• _Given text_:
┄┄┄┄┄┄┄┄┄┄┄┄┄┄┄┄┄┄┄┄
But maybe today we should step back and discuss demystifying AI.

[00:00:55] David: Absolutely, let’s go back a step. And remember, artificial intelligence is not new. This is something where the first real wave of artificial intelligence is almost 80 years old now. So this was in the 1950s. So artificial intelligence goes back quite a long way. It’s not quite 80, 70.

[00:01:16] Lily: Sure.

[00:01:17] David: It’s hitting 70. I think, actually, it’s only 67. I apologize. It was 1956, if I remember correctly. And in 1956, there was the first funding wave for artificial intelligence. And this is where, you know, one of the big things that came out of that was the Turing test, which became this mythical thing, which is just, very simply, if you have a human observer, observing a human interacting with another human and observing a human interacting with artificial intelligence, can the human observer tell the difference and identify the interaction which is happening with artificial intelligence? That’s it. It’s a very simple test. And, you know, this is a test which was unthinkable of being passed.

[00:02:13] Lily: I was about to ask that. Was it kind of more of a hypothetical thing thinking, this will never…?

[00:02:19] David: No, no, no, no, no. It was in 1956, this wasn’t the test, I don’t know when that was exactly. But very early on, this was the sort of thing that people were thinking, oh, we’ll do this in the next few years.

[00:02:29] Lily: Ok.

[00:02:29] David: No, nowhere near, and gradually over time, you know, the first wave passed, the second wave came and went, the third wave, as I understand it, that’s when deep mind happened, that was in the 90s.

[00:02:41] Lily: Ok.

[00:02:41] David: That’s when suddenly it hit consciousness, because, ooh, a computer can play chess and can actually beat the grandmasters at chess. That was a big deal. And it was a big deal. And what people don’t realize is that, actually, that was a big deal in a number of different ways. It was that point at which we started living in a society which depended on AI.

[00:03:08] Lily: Ok.

[00:03:08] David: Because it was in the 90s and it’s the same algorithms which led to the computer winning at chess, that also enabled post offices to automatically read handwritten postcodes, zip codes. And that’s important because that meant that the whole process of sorting the mail could be automated. Now, on one side, you could look at that as all the jobs lost. On the other side, you can look at it at the efficiency gained.

And so as a society, we then have become reliant on the efficiency gains that came out of these sorts of artificial intelligence systems. But they were all behind the scenes.

[00:03:47] Lily: Was it kind of efficient from, from day one?

[00:03:51] David: No.

[00:03:51] Lily: I don’t see how you can build something and for it to be…

[00:03:55] David: It wasn’t, and this is, this is the thing. I mean, you’re a statistician, I know we’re trying to push you towards data science. But, at the heart of it, if you try to do this with statistical algorithms, you just don’t know where to start. Standard statistical methods could not be used on the post office example.

But if you think about it slightly differently, then you can abstract the problem a little bit. And so they just considered it as lots of little dots, you know, and discretize the problem is the mathematical terminology.

[00:04:29] Lily: What’s the regular… ?

[00:04:31] David: Well, you’re right, I should be making this clearer. So, literally, instead of considering the image as it is, you could consider just sort of points of the image. So you could think of this as the pixels if you want.

[00:04:43] Lily: I see.
┄┄┄┄┄┄┄┄┄┄┄┄┄┄┄┄┄┄┄┄
• _Data provided_:
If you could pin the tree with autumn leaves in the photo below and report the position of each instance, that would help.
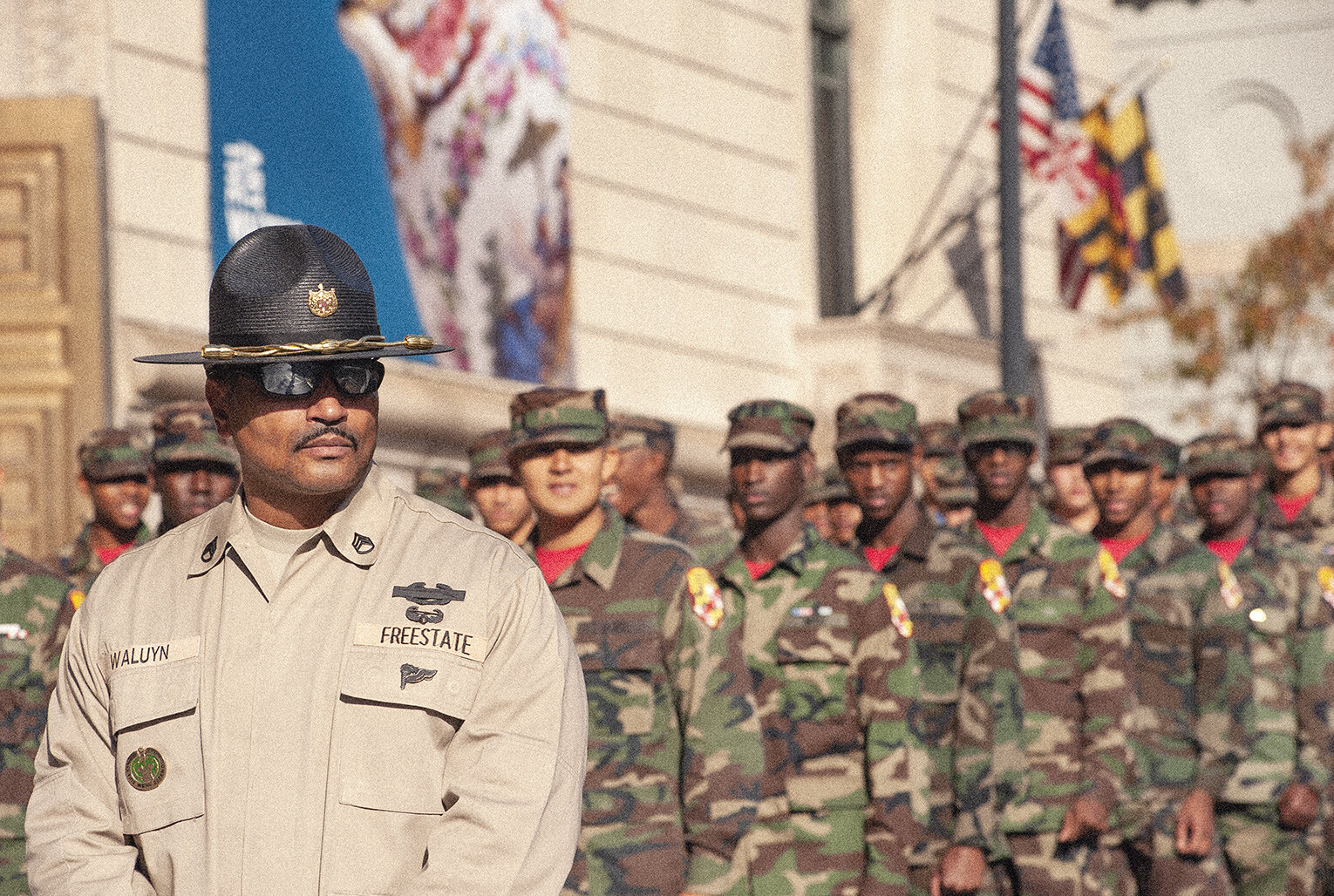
┄┄┄┄┄┄┄┄┄┄┄┄┄┄┄┄┄┄┄┄
• _Brief 1_: From the conversation about the history of AI, extract the passage that opens with the words containing "[00:02:29] Lily: Ok." and closes with "[00:03:08] Lily: Ok.", copying it word for word.
• _Brief 2_: Extend the conversation about the history of AI, starting right after its final line.

• _Reply 1_:
[00:02:29] Lily: Ok.

[00:02:29] David: No, nowhere near, and gradually over time, you know, the first wave passed, the second wave came and went, the third wave, as I understand it, that’s when deep mind happened, that was in the 90s.

[00:02:41] Lily: Ok.

[00:02:41] David: That’s when suddenly it hit consciousness, because, ooh, a computer can play chess and can actually beat the grandmasters at chess. That was a big deal. And it was a big deal. And what people don’t realize is that, actually, that was a big deal in a number of different ways. It was that point at which we started living in a society which depended on AI.

[00:03:08] Lily: Ok.

• _Reply 2_:
[00:04:44] David: But, you know, depends on what resolution you have. But the idea is, it’s like pixelating the image, so not considering it as a smooth image, but considering it as sort of lots of little points, which is of course what a printer does anyway. So, this is not a totally unnatural thing to do. So, After you’ve discretized it, after you’ve made it into these pixels, or however you want to consider it, then it’s just a sorting problem. You just need to look at if it’s sort of there or not there, black or white, and then you sort the images you’ve got into the letters they form. And then you just sort of categorize it.

And there’s a lot of things that can go wrong. And my understanding is there was only about 90 percent accuracy when they first did the learning cycles on this.

[00:05:37] Lily: Sure. Sure. So one in 10 of your post.

[00:05:41] David: Goes…

[00:05:41] Lily: I think of how much post… well, back in the 90s I imagine there was a lot more post as well than there are these days.

[00:05:47] David: Maybe, yes, exactly.

[00:05:49] Lily: One in ten is quite a lot to be missing.

[00:05:51] David: Absolutely. Well, but it doesn’t go missing. What happens if it goes to the wrong place? Somebody sees it and says, oh, that shouldn’t be here, that should be somewhere else. And they send it back and they feed it back into the system. So now when it gets read back into the system, this is a correction. And so now you can override how this should be read. And so now you put these learning cycles on.

Now my guess is that you are probably getting let’s say 5 percent errors with human sorters. Maybe not 5%. That’s 1 in 20, but it might be that sort of order of magnitude. Whereas now with the automated system, maybe the errors were a little bit higher, but over time they became less and less.

So think about it, you’ve now got a sorter who sorted for 30 years, and who’s been sorting consistently for 30 years, continually learning.

[00:06:38] Lily: Okay.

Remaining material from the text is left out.